_Request_. Please gather every line in the listing below that contains the word "building" and copy each of those lines in full.

--

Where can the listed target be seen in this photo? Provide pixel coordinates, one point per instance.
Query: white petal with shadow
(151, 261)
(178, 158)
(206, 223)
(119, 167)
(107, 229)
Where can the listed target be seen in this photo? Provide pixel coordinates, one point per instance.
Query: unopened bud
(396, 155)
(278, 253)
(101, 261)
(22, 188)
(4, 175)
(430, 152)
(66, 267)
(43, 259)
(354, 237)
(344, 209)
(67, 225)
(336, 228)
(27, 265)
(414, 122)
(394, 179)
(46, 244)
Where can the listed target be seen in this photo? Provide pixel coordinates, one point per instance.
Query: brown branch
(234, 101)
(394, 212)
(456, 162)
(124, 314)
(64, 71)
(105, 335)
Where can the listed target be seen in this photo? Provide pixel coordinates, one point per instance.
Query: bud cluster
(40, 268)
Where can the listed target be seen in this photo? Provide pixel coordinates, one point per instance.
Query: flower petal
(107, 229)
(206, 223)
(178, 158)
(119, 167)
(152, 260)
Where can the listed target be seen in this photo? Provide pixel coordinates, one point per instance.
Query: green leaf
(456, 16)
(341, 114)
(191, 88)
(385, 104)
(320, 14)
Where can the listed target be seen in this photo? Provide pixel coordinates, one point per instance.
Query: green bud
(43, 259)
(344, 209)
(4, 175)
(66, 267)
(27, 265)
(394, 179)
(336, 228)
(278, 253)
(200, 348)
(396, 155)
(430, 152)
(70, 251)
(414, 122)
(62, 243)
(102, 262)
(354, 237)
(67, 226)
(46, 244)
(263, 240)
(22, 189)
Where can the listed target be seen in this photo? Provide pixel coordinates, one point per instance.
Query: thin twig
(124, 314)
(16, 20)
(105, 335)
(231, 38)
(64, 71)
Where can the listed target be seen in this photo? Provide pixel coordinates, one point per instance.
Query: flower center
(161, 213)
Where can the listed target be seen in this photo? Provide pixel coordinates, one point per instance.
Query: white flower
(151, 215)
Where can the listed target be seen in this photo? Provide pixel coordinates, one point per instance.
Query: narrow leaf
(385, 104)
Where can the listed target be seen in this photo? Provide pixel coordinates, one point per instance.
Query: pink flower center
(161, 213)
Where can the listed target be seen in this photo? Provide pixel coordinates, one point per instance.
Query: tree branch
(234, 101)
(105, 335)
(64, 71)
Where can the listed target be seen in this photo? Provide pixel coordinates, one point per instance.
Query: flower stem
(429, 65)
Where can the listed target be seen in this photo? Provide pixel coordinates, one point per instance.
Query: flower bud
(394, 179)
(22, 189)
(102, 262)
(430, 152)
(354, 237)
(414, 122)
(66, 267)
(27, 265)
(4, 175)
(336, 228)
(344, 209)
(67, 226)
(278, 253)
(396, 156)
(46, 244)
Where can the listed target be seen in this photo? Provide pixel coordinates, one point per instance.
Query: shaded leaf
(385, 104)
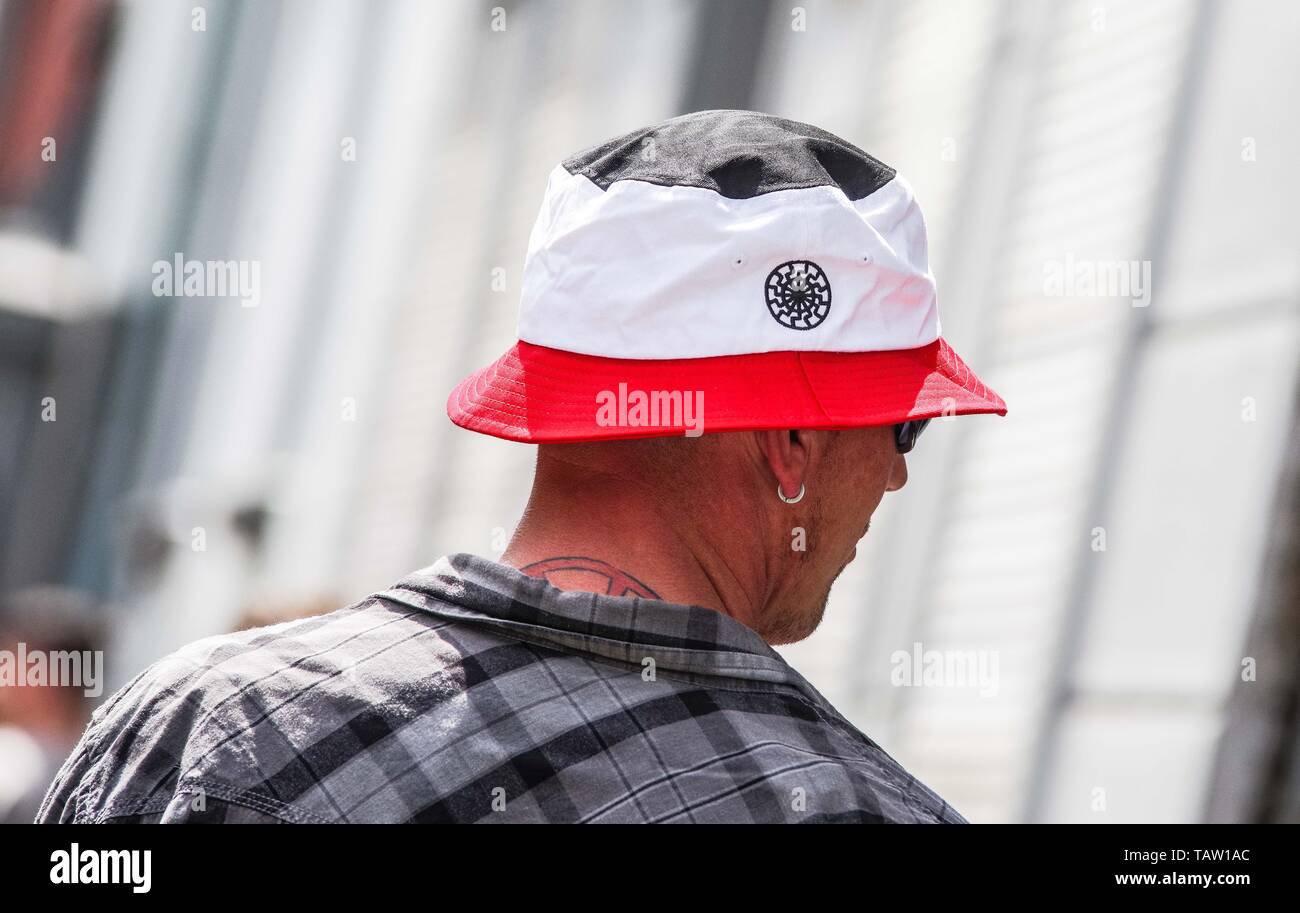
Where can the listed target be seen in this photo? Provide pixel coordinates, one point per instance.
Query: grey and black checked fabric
(469, 692)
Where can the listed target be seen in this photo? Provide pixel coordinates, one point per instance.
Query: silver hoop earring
(789, 501)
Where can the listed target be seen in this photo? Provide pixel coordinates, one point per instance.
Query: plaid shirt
(473, 692)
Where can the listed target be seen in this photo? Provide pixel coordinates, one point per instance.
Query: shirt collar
(690, 639)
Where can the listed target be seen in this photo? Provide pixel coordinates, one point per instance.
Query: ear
(788, 454)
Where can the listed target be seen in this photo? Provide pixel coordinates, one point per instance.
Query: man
(728, 341)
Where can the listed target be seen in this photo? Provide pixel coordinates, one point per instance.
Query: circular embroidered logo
(798, 294)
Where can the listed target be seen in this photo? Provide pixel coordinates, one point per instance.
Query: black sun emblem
(798, 294)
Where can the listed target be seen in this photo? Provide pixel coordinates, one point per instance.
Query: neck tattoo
(581, 572)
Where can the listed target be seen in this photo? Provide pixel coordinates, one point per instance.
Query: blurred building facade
(1123, 545)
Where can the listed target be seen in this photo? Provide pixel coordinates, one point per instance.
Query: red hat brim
(546, 396)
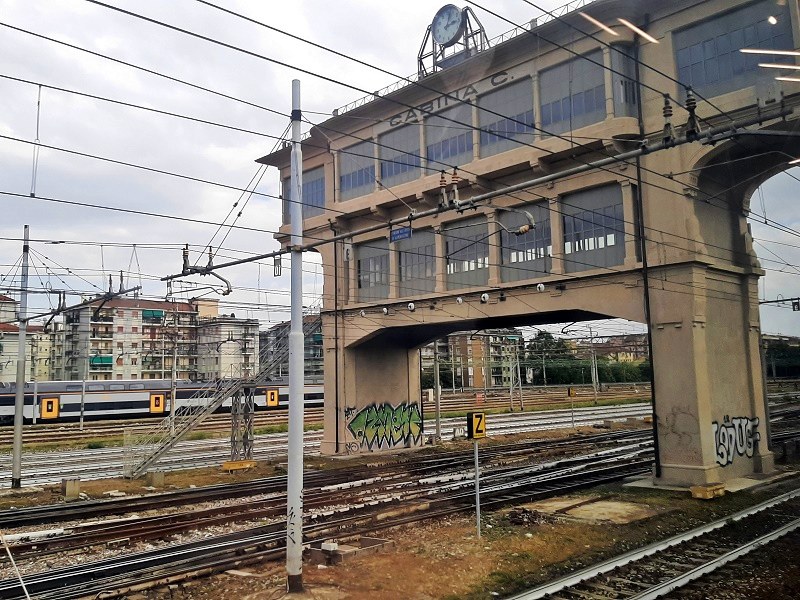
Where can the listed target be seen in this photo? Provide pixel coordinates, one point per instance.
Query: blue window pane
(724, 64)
(712, 71)
(696, 54)
(683, 58)
(578, 105)
(723, 44)
(750, 36)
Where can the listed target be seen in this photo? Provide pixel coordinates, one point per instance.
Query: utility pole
(594, 364)
(34, 358)
(437, 390)
(519, 378)
(450, 346)
(173, 387)
(19, 398)
(83, 383)
(294, 489)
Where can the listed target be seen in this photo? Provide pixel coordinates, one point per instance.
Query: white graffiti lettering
(735, 437)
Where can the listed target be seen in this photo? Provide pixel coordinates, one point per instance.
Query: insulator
(667, 107)
(691, 101)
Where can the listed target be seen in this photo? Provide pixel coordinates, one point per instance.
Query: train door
(49, 408)
(157, 403)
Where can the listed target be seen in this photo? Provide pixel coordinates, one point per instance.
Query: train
(60, 401)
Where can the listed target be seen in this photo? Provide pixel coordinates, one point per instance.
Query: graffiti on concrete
(383, 426)
(681, 424)
(735, 437)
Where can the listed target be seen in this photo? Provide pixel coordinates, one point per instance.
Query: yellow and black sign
(476, 426)
(49, 408)
(157, 403)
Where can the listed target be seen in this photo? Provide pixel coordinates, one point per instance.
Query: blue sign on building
(400, 233)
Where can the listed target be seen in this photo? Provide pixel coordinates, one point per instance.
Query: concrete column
(495, 252)
(441, 264)
(629, 216)
(556, 237)
(609, 82)
(711, 416)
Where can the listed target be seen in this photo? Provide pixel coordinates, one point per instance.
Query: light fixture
(767, 51)
(635, 29)
(778, 66)
(602, 26)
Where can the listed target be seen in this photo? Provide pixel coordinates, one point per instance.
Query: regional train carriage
(58, 401)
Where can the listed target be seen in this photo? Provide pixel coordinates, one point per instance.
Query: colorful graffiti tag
(735, 437)
(382, 426)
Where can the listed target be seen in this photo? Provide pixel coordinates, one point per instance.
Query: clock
(448, 25)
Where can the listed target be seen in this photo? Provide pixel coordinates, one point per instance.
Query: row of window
(593, 236)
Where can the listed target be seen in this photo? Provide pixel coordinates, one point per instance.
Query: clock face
(448, 25)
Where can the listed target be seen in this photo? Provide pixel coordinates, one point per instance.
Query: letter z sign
(476, 426)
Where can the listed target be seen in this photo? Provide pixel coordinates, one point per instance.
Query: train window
(157, 403)
(49, 408)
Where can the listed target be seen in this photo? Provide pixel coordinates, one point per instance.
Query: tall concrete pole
(19, 399)
(294, 490)
(437, 390)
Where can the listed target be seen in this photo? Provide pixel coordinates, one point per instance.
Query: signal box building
(465, 199)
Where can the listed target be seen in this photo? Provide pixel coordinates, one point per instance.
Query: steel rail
(607, 566)
(95, 578)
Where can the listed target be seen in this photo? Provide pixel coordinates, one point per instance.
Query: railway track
(41, 468)
(668, 565)
(540, 398)
(334, 509)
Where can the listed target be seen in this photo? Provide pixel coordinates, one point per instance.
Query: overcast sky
(145, 247)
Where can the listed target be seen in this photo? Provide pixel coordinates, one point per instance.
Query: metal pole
(19, 398)
(477, 489)
(437, 390)
(519, 378)
(173, 387)
(35, 400)
(34, 358)
(294, 491)
(83, 384)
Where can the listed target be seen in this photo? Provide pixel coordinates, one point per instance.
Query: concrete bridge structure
(413, 189)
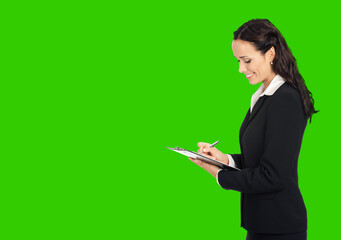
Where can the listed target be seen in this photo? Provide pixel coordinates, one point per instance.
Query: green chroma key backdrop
(96, 91)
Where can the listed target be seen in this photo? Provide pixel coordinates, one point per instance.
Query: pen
(213, 144)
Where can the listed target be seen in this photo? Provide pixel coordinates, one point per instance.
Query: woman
(270, 136)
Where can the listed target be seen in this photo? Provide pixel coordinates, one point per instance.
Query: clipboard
(203, 158)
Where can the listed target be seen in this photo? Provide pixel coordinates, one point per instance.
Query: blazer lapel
(250, 116)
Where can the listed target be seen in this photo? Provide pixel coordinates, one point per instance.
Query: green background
(93, 93)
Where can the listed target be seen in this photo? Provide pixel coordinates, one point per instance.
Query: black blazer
(270, 141)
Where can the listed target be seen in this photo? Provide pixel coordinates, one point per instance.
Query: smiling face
(255, 65)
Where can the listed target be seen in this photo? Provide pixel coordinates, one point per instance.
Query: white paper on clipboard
(203, 158)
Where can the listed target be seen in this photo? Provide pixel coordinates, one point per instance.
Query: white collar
(271, 89)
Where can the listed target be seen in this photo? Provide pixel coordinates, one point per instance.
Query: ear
(271, 54)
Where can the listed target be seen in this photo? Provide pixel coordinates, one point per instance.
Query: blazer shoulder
(287, 98)
(287, 93)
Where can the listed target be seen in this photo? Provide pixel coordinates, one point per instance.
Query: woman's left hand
(208, 167)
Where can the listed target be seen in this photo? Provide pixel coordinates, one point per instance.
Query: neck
(267, 81)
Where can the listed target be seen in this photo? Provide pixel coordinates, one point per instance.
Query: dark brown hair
(264, 35)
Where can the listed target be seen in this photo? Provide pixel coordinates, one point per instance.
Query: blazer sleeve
(237, 158)
(285, 124)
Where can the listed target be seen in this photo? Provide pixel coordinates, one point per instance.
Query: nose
(241, 67)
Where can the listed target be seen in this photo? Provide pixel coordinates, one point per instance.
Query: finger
(209, 156)
(196, 161)
(211, 150)
(202, 145)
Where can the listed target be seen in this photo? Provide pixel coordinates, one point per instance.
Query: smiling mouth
(249, 76)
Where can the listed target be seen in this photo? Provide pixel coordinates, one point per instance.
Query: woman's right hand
(212, 152)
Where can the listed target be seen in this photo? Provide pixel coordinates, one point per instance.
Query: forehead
(242, 48)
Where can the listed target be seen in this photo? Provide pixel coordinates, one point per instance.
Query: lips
(249, 76)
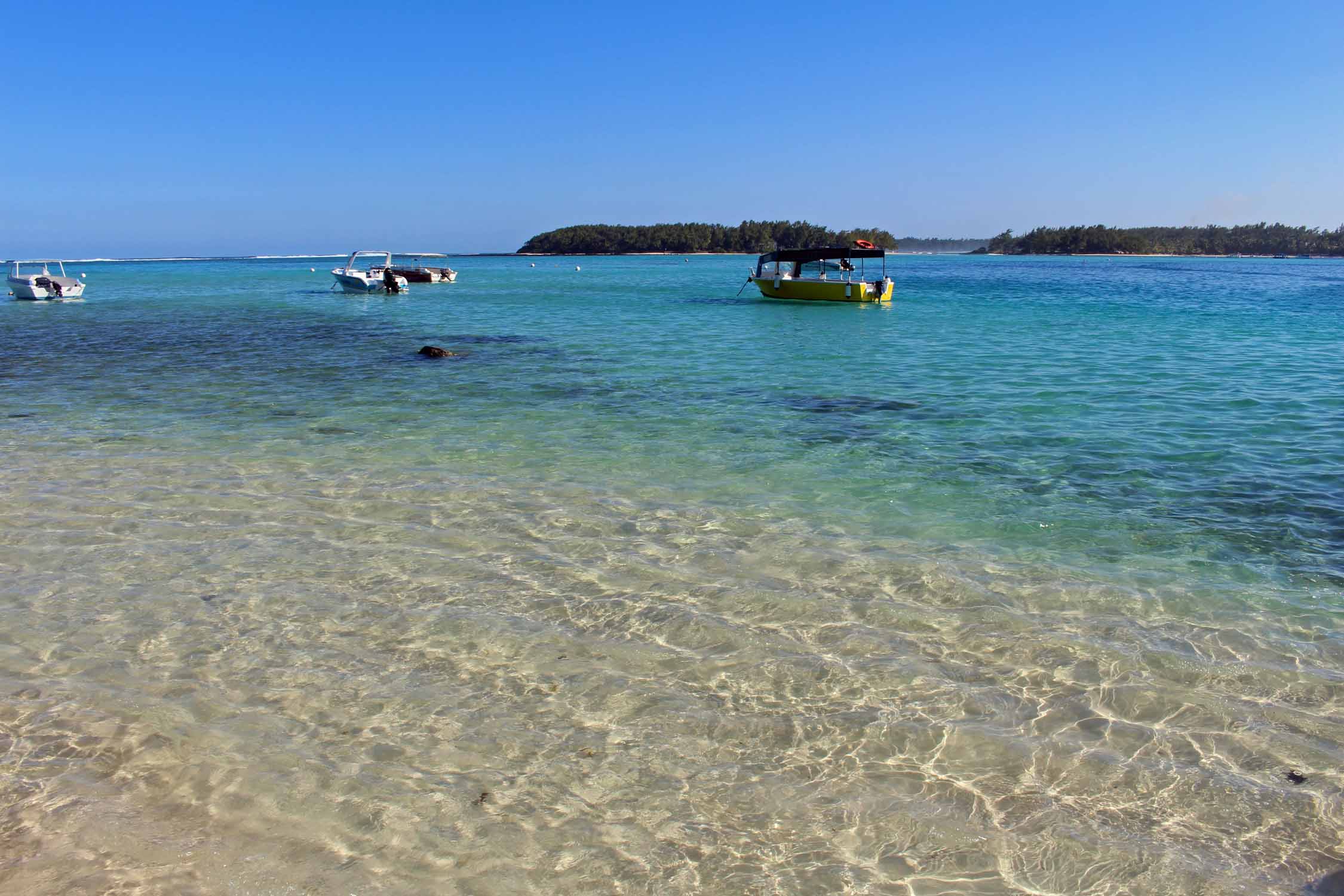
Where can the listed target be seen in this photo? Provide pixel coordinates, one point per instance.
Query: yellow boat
(824, 274)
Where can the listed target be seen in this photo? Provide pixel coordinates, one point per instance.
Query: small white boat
(35, 280)
(367, 280)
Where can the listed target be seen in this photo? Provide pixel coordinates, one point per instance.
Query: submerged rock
(1330, 886)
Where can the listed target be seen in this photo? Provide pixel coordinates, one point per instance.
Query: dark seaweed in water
(847, 405)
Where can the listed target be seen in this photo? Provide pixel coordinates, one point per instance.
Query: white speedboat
(367, 280)
(36, 281)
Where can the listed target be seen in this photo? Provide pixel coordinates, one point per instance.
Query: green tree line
(751, 237)
(1246, 240)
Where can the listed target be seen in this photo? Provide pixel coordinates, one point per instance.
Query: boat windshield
(44, 269)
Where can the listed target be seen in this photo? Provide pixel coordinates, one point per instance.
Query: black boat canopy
(819, 254)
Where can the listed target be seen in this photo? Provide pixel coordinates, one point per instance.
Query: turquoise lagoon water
(1029, 584)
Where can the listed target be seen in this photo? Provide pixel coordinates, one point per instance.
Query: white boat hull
(29, 289)
(355, 281)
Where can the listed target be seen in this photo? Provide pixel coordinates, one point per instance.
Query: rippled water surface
(1029, 584)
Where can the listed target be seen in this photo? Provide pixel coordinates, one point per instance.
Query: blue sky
(319, 128)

--

_Output for this task_.
Query: blurred building facade
Query: blue sign on building
Query: signal box building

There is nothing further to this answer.